• What the task asks: List every line in the entries below that contains the word "could", copying each such line in full. Case counts, so a match must have the same capitalization.

• Provided data:
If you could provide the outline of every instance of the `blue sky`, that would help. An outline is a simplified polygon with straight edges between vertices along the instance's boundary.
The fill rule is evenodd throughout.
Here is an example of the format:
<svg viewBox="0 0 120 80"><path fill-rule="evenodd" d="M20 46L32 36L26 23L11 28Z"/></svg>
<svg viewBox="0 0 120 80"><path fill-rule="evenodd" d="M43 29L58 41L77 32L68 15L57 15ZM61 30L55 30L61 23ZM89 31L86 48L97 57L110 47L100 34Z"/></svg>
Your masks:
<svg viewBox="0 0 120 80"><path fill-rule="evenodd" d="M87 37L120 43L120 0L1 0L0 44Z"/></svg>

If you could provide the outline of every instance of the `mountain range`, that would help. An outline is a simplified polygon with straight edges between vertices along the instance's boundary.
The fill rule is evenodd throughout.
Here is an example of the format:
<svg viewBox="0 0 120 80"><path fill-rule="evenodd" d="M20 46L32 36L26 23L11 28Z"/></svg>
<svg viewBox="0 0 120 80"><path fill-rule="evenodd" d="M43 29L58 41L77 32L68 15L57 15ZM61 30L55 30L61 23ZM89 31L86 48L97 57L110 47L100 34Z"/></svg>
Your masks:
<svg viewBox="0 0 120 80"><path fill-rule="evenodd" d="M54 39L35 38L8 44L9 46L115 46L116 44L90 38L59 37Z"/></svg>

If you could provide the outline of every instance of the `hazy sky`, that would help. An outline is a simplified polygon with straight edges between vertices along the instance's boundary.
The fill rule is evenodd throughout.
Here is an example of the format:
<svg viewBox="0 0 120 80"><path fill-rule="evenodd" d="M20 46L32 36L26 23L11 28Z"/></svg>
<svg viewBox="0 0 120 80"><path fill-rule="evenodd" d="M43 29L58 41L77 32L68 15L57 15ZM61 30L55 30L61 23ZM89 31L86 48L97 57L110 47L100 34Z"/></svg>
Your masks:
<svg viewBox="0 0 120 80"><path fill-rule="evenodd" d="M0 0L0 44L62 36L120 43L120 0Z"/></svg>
---
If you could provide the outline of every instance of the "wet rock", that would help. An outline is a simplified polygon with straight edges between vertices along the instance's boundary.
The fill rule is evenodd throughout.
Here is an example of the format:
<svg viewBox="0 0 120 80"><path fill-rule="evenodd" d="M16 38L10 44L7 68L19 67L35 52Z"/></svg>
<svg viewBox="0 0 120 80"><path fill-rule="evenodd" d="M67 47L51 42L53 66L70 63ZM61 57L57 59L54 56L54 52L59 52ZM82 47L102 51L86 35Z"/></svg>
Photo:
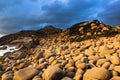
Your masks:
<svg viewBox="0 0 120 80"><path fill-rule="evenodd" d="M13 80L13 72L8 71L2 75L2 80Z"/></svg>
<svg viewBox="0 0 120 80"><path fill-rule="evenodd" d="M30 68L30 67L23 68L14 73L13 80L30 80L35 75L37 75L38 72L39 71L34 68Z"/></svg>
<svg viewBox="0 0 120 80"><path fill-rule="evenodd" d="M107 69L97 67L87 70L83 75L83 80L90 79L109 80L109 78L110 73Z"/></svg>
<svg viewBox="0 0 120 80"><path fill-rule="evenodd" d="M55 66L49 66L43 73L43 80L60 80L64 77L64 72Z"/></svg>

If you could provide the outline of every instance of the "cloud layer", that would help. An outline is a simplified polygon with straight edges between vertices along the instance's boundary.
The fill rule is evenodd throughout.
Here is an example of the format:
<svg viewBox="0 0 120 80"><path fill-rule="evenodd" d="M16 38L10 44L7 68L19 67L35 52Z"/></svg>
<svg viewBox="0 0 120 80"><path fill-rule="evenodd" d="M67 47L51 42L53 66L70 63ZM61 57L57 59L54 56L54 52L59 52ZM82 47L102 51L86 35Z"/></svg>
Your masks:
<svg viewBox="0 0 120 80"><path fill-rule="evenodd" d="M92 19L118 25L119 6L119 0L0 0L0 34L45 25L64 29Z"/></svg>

• Full answer:
If you could provide the outline of every instance of the `blue sky`, that would help. An outline is a simplified polygon with straight edges between vertices along the instance's boundary.
If you could provide the outline of every instance of the `mountain range`, that would help. An outline is a simplified polygon with straight edges between vertices along the instance's boundary.
If you could provide the outline of every instance of the `hazy sky`, that would help. An outline is a simplified polygon with straight edges between vertices along the instance's boundary.
If you could provide the outline of every instance of the "wet rock", that would help. An outline is a simplified polygon with straight edges between vertices along the instance's boundary.
If you could provide the outline of every instance of the "cloud layer", that would help. An outline is a simplified polygon with straight edges between vertices along the instance's boundary.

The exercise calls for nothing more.